# [Textauszug]
Heute fällt ein Urteil im Betreuerprozess.

Foto: Rainer Neubert

Als der Vorsitzende Richter Armin Hardt am Dienstag um 11.30 Uhr den Saal 70 im Landgericht Trier betritt, um das Urteil zu verkünden, kehrt im voll besetzten Zuschauerbereich schlagartig Stille ein. Normalerweise werden in diesem Saal vor allem Schwerverbrechen wie Mord und Totschlag verhandelt.

Darum geht es in dem Verfahren gegen einen 40-jährigen Diplom-Pädagogen nicht, der als Berufsbetreuer in den Jahren 2009 bis 2014 systematisch Geld von zwölf seiner hilflosen Schutzbefohlenen veruntreut haben soll (der TV berichtete mehrfach). Gesamtschaden: 170.000 Euro.

Relevanz und Wirkung des Prozesses sind dennoch so groß, dass Saal 70 angemessen scheint. "Sie haben die ärmsten und hilflosesten Mitglieder der Gesellschaft ausgebeutet", sagt Richter Hardt . "Sie gefährden das Ansehen der Betreuungsbehörde und der Rechtspflege. Sie beschädigen das Berufsbild des gesetzlichen Betreuers." Trotz des strafmindernden Geständnisses des seit August 2014 in Untersuchungshaft sitzenden Angeklagten verurteilt ihn das Gericht zu fünf Jahren Gefängnis und folgt damit dem Antrag von Staatsanwalt Arnold Schomer.

# [Aufgabe A]
Schreiben Sie aus dem Artikel über den Betreuerprozess den Abschnitt ab, der bei den Worten „Darum geht es“ beginnt und nach den Worten „Gesamtschaden: 170.000 Euro.“ endet.
# [Aufgabe B]
Zu welcher Strafe verurteilt das Gericht den Angeklagten laut dem Artikel über den Betreuerprozess?
# [Aufgabe C]
Schreiben Sie den Artikel über den Betreuerprozess im Anschluss an seinen letzten Satz weiter.

# [Bereitgestellte Angaben]
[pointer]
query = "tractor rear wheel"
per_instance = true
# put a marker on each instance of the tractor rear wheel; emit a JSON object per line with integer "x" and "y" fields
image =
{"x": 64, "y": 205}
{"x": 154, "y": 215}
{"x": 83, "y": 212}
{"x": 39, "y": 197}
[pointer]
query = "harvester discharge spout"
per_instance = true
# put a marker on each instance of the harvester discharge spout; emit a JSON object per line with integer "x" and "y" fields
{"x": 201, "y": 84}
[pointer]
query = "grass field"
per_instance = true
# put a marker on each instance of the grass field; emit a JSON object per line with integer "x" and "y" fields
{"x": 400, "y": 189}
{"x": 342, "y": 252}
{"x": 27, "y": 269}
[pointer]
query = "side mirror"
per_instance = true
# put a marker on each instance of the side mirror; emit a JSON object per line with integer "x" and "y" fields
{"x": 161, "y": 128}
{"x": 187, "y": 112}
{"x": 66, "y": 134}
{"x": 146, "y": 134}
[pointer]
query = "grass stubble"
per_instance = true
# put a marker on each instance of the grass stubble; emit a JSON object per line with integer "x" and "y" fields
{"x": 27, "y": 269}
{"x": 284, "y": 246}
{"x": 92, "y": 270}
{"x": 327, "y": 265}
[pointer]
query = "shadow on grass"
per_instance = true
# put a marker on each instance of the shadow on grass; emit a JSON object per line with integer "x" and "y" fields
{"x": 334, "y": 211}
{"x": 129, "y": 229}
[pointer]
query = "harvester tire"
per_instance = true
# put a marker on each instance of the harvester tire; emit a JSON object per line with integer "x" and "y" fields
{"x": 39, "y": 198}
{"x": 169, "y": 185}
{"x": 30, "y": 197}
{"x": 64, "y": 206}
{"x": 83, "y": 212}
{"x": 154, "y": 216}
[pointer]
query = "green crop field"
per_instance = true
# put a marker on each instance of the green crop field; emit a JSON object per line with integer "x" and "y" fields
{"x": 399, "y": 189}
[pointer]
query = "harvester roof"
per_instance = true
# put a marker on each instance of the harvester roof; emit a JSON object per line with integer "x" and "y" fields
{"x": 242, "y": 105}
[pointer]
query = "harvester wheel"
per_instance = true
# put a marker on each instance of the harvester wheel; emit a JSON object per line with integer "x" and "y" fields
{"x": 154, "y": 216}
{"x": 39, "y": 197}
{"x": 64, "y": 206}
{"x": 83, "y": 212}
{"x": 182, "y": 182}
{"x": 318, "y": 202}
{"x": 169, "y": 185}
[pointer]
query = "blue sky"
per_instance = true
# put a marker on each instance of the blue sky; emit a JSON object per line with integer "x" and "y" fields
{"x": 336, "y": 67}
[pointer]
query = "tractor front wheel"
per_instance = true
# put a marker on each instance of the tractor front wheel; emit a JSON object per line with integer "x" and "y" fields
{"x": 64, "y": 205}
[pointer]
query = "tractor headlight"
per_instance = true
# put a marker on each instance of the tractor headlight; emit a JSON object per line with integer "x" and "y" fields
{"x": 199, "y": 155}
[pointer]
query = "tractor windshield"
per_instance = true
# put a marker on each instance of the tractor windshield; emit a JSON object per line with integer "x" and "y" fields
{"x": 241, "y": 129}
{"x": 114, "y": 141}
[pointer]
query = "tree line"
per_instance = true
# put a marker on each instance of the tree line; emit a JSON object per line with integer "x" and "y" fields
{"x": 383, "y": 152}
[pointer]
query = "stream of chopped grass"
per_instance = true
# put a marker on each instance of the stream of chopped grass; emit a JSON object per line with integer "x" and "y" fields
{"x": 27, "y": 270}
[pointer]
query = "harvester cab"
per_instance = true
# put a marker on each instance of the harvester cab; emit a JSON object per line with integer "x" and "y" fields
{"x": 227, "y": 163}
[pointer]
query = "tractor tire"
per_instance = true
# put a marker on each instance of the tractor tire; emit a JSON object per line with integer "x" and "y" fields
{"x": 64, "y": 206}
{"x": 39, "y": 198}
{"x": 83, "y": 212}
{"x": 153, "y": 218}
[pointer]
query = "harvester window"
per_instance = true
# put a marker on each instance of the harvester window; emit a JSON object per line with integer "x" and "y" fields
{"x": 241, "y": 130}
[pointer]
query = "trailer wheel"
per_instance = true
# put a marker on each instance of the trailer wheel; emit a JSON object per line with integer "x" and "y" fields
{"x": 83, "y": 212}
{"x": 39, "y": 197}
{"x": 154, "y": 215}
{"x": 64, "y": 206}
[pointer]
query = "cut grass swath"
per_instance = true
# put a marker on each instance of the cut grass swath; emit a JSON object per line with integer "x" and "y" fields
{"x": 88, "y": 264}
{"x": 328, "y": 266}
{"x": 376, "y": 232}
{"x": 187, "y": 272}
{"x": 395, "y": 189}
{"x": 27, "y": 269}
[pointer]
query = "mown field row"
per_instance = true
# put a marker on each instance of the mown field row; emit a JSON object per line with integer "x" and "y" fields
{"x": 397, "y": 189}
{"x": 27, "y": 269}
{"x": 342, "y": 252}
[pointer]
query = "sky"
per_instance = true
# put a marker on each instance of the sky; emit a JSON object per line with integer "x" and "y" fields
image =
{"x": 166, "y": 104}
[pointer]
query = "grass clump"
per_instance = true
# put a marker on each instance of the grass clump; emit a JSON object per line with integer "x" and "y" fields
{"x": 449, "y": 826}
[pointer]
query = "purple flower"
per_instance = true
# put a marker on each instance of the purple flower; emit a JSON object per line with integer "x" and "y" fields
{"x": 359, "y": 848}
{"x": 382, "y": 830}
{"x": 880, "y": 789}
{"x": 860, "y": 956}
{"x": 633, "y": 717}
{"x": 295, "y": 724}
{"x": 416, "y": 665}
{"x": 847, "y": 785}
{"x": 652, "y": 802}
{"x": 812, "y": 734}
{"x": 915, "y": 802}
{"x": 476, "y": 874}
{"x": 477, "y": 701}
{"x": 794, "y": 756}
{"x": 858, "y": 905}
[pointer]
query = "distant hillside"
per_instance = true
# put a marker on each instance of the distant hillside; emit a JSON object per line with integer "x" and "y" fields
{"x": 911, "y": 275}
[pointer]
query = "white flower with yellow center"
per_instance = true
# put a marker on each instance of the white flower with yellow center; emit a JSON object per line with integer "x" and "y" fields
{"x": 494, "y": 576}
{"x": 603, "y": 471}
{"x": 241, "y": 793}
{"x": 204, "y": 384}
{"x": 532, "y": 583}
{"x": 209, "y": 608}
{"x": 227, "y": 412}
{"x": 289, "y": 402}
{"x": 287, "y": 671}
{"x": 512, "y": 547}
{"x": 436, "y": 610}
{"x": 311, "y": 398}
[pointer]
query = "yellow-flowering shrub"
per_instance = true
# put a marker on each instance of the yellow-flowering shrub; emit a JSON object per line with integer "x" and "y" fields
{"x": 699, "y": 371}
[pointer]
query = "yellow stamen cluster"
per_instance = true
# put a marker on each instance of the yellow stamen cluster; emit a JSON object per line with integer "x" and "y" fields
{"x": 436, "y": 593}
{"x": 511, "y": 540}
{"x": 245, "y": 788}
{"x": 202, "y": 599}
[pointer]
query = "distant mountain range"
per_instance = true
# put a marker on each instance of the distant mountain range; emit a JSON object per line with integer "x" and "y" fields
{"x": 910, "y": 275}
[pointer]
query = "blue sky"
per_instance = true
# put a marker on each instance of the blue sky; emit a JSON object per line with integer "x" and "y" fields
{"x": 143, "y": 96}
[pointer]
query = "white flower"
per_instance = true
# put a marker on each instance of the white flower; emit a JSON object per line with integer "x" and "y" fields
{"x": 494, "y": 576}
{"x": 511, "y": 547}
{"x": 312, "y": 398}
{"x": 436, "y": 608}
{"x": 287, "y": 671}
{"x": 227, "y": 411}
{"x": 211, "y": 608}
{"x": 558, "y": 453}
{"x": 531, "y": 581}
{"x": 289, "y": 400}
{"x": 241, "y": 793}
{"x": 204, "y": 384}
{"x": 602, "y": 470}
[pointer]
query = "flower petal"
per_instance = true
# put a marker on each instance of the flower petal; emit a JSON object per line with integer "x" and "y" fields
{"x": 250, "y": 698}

# [Schriftliche Antwort A]
Darum geht es in dem Verfahren gegen einen 40-jährigen Diplom-Pädagogen nicht, der als Berufsbetreuer in den Jahren 2009 bis 2014 systematisch Geld von zwölf seiner hilflosen Schutzbefohlenen veruntreut haben soll (der TV berichtete mehrfach). Gesamtschaden: 170.000 Euro.

# [Schriftliche Antwort B]
Zu fünf Jahren Gefängnis.

# [Schriftliche Antwort C]
Auch die Rückzahlung fast der kompletten Schadenssumme an die einst vom Angeklagten betreuten Menschen oder deren Erben hat am Strafmaß nichts geändert. Denn Richter und Staatsanwalt wissen, dass in diesem Prozess bei weitem nicht alle Fälle verhandelt wurden, bei denen der Verdacht der Untreue besteht. "Das ist nur die Spitze des Eisberges", sagt Richter Armin Hardt. "Ein zeitlich begrenztes Berufsverbot halten wir für nicht ausreichend, um die Gesellschaft zu schützen."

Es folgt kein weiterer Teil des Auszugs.